▸ **Problem to work on**
No pictures, please. Copy exactly the lines from the one with "If you don't mind, I'd like you to find the building" through the final line below.

[Extracted entries Boundary: Start]

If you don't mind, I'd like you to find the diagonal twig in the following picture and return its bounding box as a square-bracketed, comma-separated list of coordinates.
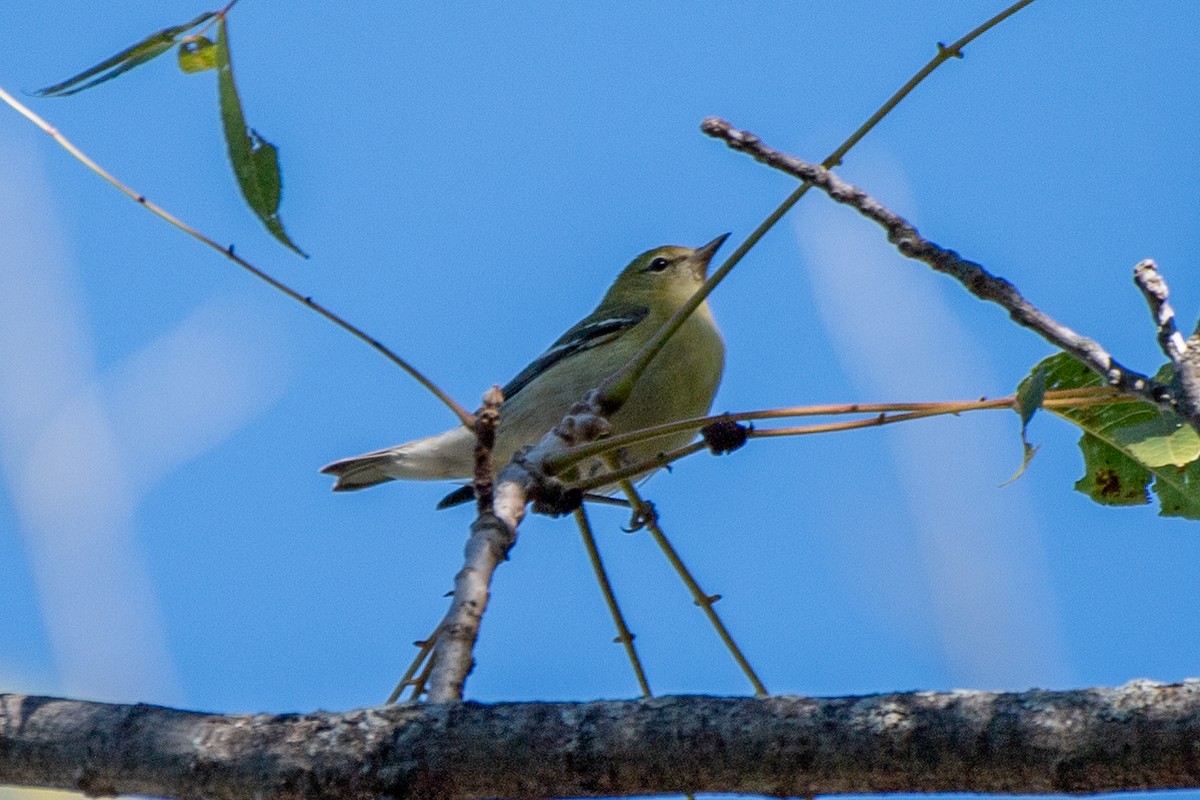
[385, 623, 441, 704]
[702, 117, 1195, 429]
[0, 84, 473, 427]
[616, 479, 767, 697]
[424, 389, 617, 701]
[598, 0, 1039, 415]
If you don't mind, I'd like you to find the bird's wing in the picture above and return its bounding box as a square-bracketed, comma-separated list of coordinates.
[500, 304, 648, 400]
[434, 306, 647, 511]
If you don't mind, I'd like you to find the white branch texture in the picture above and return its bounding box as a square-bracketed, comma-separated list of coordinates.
[3, 681, 1200, 799]
[700, 117, 1197, 428]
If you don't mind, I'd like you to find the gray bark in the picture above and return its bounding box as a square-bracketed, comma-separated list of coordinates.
[3, 680, 1200, 799]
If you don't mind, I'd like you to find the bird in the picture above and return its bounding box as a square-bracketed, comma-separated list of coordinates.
[321, 234, 728, 505]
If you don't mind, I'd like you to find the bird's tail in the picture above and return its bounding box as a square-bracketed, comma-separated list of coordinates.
[320, 427, 474, 491]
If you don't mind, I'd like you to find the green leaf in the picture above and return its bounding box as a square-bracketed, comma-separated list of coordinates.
[1073, 433, 1152, 506]
[1153, 461, 1200, 518]
[178, 36, 218, 74]
[1016, 363, 1046, 430]
[36, 12, 215, 97]
[214, 19, 307, 257]
[1031, 352, 1200, 519]
[1004, 363, 1047, 484]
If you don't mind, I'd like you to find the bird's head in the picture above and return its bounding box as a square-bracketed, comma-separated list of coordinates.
[602, 233, 730, 309]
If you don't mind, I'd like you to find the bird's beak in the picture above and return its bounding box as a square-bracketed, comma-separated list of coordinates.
[691, 232, 730, 278]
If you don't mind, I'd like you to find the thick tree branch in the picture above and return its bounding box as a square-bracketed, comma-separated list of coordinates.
[424, 513, 513, 702]
[701, 117, 1198, 429]
[421, 392, 612, 700]
[3, 681, 1200, 799]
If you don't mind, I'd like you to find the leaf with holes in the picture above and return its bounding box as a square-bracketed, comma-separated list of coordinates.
[1027, 353, 1200, 519]
[215, 19, 306, 257]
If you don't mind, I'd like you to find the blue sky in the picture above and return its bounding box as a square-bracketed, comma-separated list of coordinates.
[2, 1, 1200, 795]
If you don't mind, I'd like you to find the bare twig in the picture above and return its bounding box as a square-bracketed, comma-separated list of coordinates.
[422, 389, 515, 702]
[703, 118, 1193, 428]
[567, 389, 1123, 491]
[409, 648, 438, 700]
[1133, 260, 1186, 361]
[6, 680, 1200, 799]
[424, 391, 617, 700]
[551, 388, 1118, 475]
[1133, 259, 1200, 418]
[573, 443, 705, 493]
[385, 624, 441, 704]
[599, 0, 1037, 414]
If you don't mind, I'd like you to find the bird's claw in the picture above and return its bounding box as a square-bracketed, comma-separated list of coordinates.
[622, 500, 658, 532]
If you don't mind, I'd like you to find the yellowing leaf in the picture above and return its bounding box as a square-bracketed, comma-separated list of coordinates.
[1109, 415, 1200, 468]
[178, 36, 218, 74]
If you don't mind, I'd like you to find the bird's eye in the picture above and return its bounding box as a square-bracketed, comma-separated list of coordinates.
[646, 256, 671, 272]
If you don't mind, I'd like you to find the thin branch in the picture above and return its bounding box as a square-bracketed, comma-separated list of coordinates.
[574, 506, 652, 697]
[424, 390, 623, 700]
[5, 681, 1200, 799]
[571, 394, 1090, 488]
[389, 388, 501, 704]
[0, 84, 474, 427]
[573, 443, 706, 493]
[1134, 259, 1188, 363]
[385, 624, 441, 704]
[550, 388, 1118, 475]
[824, 0, 1037, 171]
[194, 0, 242, 38]
[423, 388, 512, 701]
[598, 0, 1037, 412]
[1133, 259, 1200, 418]
[703, 117, 1193, 428]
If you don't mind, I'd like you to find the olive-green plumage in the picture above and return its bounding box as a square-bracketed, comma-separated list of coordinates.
[321, 235, 728, 498]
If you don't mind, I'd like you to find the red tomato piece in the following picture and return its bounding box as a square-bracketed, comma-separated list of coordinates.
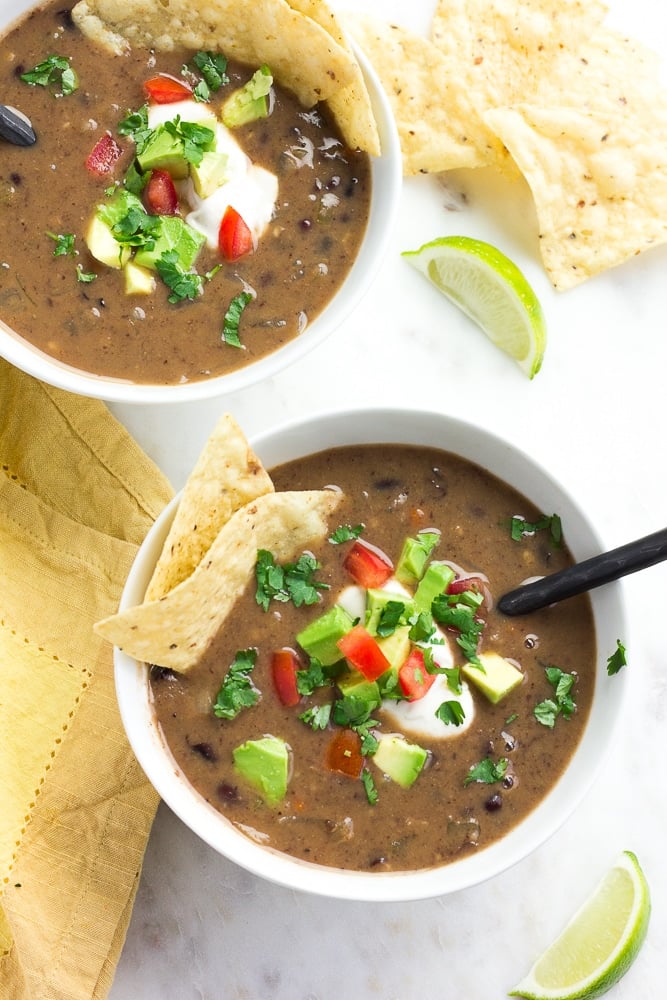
[337, 624, 391, 682]
[398, 648, 436, 702]
[85, 132, 122, 176]
[218, 206, 254, 261]
[271, 649, 301, 707]
[447, 576, 485, 597]
[143, 74, 193, 104]
[325, 728, 363, 778]
[144, 169, 179, 216]
[342, 540, 393, 589]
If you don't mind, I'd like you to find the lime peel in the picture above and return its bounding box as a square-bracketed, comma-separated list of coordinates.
[402, 235, 546, 379]
[509, 850, 650, 1000]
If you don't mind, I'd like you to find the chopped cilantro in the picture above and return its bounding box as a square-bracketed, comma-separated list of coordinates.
[192, 51, 229, 93]
[117, 105, 151, 153]
[162, 117, 215, 166]
[431, 592, 485, 666]
[255, 549, 329, 611]
[112, 207, 160, 250]
[534, 664, 577, 728]
[505, 712, 519, 725]
[332, 693, 374, 729]
[47, 231, 76, 257]
[361, 768, 378, 805]
[298, 703, 331, 731]
[155, 250, 203, 303]
[296, 658, 330, 696]
[222, 290, 252, 346]
[329, 524, 364, 544]
[408, 611, 437, 644]
[442, 666, 463, 693]
[510, 513, 562, 547]
[464, 756, 508, 787]
[607, 639, 627, 675]
[212, 648, 259, 719]
[376, 600, 407, 638]
[435, 700, 466, 726]
[76, 265, 97, 283]
[21, 55, 78, 95]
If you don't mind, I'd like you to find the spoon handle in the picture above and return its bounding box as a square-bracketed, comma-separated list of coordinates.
[0, 104, 36, 146]
[497, 526, 667, 616]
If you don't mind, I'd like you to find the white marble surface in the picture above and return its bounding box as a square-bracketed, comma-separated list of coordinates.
[102, 1, 667, 996]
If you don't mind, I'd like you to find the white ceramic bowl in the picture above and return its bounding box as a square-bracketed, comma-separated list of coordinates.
[0, 0, 401, 403]
[114, 408, 627, 901]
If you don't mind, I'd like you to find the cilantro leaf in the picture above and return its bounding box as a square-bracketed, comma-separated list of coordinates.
[192, 50, 229, 93]
[607, 639, 627, 676]
[332, 694, 374, 729]
[534, 664, 577, 727]
[435, 700, 466, 726]
[296, 658, 330, 696]
[155, 250, 203, 303]
[361, 768, 378, 805]
[510, 513, 562, 547]
[162, 118, 215, 166]
[464, 756, 508, 787]
[117, 105, 152, 153]
[254, 549, 329, 611]
[298, 703, 331, 731]
[213, 648, 259, 719]
[21, 54, 78, 95]
[47, 231, 76, 257]
[376, 600, 407, 638]
[431, 593, 485, 666]
[222, 290, 252, 347]
[408, 611, 437, 644]
[111, 207, 160, 250]
[76, 265, 97, 283]
[329, 524, 364, 544]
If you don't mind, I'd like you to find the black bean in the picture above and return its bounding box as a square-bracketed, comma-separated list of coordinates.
[485, 793, 503, 812]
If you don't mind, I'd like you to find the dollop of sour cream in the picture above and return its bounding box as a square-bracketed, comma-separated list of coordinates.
[147, 100, 278, 249]
[337, 582, 475, 741]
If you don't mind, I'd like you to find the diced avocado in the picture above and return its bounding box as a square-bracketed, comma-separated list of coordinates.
[462, 651, 523, 704]
[377, 625, 411, 671]
[96, 188, 145, 230]
[372, 734, 428, 789]
[413, 561, 456, 613]
[134, 215, 205, 272]
[137, 125, 190, 179]
[232, 735, 289, 806]
[296, 604, 354, 666]
[395, 532, 440, 585]
[85, 214, 131, 269]
[222, 65, 273, 127]
[190, 149, 229, 198]
[365, 588, 411, 635]
[124, 259, 155, 295]
[336, 670, 382, 710]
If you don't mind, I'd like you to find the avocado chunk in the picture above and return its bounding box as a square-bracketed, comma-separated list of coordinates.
[232, 735, 289, 806]
[190, 149, 229, 198]
[85, 214, 130, 269]
[137, 125, 190, 179]
[413, 561, 456, 613]
[395, 532, 440, 585]
[222, 65, 273, 127]
[134, 215, 205, 272]
[296, 605, 354, 666]
[365, 588, 413, 636]
[123, 259, 156, 295]
[377, 625, 411, 671]
[336, 670, 382, 711]
[372, 734, 428, 789]
[462, 651, 523, 704]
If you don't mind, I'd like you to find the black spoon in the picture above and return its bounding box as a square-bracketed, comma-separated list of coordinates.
[498, 526, 667, 616]
[0, 104, 36, 146]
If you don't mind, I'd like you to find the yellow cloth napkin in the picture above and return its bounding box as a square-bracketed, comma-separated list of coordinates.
[0, 360, 174, 999]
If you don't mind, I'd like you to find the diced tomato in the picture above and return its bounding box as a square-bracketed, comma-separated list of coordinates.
[325, 728, 363, 778]
[218, 206, 254, 261]
[144, 169, 179, 216]
[271, 648, 301, 707]
[342, 540, 393, 589]
[143, 74, 193, 104]
[337, 624, 391, 681]
[85, 132, 122, 176]
[398, 648, 436, 702]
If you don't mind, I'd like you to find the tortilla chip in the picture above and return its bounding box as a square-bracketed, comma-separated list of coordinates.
[95, 489, 342, 671]
[341, 13, 498, 174]
[143, 413, 274, 602]
[484, 104, 667, 288]
[287, 0, 380, 156]
[71, 0, 377, 151]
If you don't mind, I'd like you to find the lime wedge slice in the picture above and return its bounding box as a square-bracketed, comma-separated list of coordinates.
[402, 236, 546, 378]
[510, 850, 651, 1000]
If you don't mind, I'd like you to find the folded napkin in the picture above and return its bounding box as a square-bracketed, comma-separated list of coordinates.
[0, 360, 174, 999]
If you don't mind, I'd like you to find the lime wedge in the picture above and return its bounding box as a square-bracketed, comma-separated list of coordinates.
[510, 850, 651, 1000]
[402, 236, 546, 378]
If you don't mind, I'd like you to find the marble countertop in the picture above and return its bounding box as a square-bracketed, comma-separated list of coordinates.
[104, 1, 667, 996]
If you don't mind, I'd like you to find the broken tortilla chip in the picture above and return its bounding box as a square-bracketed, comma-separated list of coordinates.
[94, 489, 342, 672]
[144, 413, 274, 602]
[71, 0, 379, 153]
[484, 103, 667, 288]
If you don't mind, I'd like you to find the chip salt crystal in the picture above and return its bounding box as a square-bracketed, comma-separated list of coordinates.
[147, 99, 278, 249]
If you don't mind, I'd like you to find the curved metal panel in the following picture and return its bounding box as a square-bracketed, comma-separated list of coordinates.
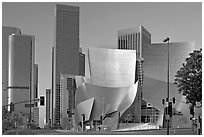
[88, 48, 136, 87]
[143, 42, 195, 109]
[76, 98, 94, 121]
[142, 42, 195, 125]
[75, 81, 138, 121]
[75, 47, 137, 129]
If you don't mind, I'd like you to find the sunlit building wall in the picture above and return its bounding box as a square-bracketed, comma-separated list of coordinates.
[88, 48, 136, 87]
[2, 26, 21, 108]
[8, 34, 35, 115]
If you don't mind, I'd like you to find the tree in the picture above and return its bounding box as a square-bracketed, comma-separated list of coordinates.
[2, 111, 29, 134]
[174, 48, 202, 107]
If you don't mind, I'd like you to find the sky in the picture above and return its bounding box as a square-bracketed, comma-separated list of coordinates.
[2, 2, 202, 127]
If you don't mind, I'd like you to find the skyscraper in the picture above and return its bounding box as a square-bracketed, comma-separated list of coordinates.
[46, 89, 51, 124]
[34, 64, 38, 107]
[2, 26, 21, 108]
[32, 64, 39, 126]
[8, 34, 35, 116]
[53, 4, 81, 125]
[33, 107, 39, 127]
[60, 74, 77, 129]
[118, 26, 151, 122]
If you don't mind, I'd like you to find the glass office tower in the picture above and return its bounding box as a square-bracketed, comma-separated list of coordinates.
[53, 4, 83, 125]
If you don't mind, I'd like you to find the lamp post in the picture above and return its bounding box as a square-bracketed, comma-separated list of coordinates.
[163, 37, 170, 135]
[81, 114, 83, 132]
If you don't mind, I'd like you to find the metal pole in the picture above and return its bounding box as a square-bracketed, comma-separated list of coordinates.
[82, 114, 83, 132]
[167, 39, 170, 135]
[146, 103, 147, 123]
[163, 37, 170, 135]
[29, 42, 32, 129]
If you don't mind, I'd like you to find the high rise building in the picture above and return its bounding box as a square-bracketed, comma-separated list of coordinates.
[60, 74, 77, 129]
[31, 64, 39, 126]
[117, 26, 151, 123]
[46, 89, 51, 124]
[2, 26, 21, 108]
[51, 47, 54, 127]
[33, 107, 39, 127]
[33, 64, 38, 107]
[53, 4, 81, 125]
[8, 34, 35, 116]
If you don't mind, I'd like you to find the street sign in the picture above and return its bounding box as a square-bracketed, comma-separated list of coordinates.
[25, 104, 34, 108]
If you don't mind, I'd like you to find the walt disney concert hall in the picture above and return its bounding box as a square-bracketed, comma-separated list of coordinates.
[74, 48, 139, 130]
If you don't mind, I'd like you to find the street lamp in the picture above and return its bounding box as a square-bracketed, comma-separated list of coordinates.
[163, 37, 170, 135]
[82, 114, 85, 131]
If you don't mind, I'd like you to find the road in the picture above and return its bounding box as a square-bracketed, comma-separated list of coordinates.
[4, 128, 198, 135]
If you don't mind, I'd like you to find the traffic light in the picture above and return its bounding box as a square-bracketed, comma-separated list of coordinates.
[172, 97, 176, 104]
[10, 102, 15, 112]
[190, 106, 194, 116]
[40, 96, 45, 106]
[67, 109, 70, 114]
[82, 114, 85, 122]
[168, 102, 172, 117]
[162, 99, 165, 105]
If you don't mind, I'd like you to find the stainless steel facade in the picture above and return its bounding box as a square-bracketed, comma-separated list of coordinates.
[8, 34, 35, 115]
[2, 26, 21, 108]
[53, 4, 82, 125]
[75, 48, 138, 130]
[143, 42, 195, 111]
[142, 42, 195, 126]
[88, 48, 136, 87]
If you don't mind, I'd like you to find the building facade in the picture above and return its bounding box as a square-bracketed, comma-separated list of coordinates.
[60, 74, 77, 129]
[8, 34, 35, 116]
[33, 107, 39, 127]
[31, 64, 39, 126]
[46, 89, 51, 124]
[142, 42, 195, 126]
[117, 26, 151, 123]
[33, 64, 38, 107]
[2, 26, 21, 108]
[75, 48, 138, 130]
[53, 4, 83, 125]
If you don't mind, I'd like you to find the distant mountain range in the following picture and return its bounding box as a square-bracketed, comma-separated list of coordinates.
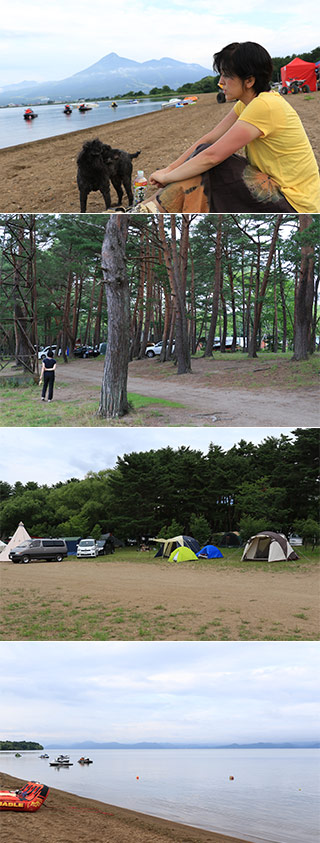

[Extracted entries Boundary: End]

▸ **Written solution**
If you don't mind, I'd like you to find the building facade in the picture above and return its bounding box as a square-bracketed, comma-separated list of coordinates.
[60, 74, 77, 129]
[8, 34, 35, 116]
[33, 107, 39, 127]
[31, 64, 39, 126]
[46, 89, 51, 124]
[142, 42, 195, 126]
[117, 26, 151, 123]
[33, 64, 38, 107]
[2, 26, 21, 108]
[75, 48, 138, 130]
[53, 4, 83, 125]
If you don't mind, I'd like you to find the distant mountain range in the following picture and return its bounding box as a square-bracketed, comma-separated list of coordinates.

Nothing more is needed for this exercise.